* [AIM] How many lines in the entries below contain the string "Return"? Case matters; reply with the number only.

* [EXERCISE DATA]

"""

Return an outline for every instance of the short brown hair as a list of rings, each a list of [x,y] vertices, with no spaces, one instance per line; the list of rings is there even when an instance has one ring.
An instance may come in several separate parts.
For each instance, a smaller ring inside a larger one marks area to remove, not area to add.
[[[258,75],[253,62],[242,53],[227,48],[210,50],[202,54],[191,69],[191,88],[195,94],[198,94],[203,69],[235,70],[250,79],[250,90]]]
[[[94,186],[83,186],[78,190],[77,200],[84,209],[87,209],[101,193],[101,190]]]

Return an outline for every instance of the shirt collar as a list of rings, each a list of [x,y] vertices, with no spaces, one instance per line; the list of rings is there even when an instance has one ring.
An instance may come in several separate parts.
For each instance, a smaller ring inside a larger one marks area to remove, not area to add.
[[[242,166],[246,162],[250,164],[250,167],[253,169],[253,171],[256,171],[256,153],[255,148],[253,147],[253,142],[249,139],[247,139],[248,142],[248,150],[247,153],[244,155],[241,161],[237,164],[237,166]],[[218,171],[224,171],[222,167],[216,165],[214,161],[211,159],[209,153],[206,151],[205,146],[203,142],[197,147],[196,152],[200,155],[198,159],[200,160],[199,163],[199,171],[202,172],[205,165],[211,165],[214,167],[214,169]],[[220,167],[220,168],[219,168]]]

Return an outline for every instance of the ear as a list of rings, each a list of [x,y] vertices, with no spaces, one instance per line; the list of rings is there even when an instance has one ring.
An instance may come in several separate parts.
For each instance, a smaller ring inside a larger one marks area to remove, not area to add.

"""

* [PROBLEM SOLUTION] 3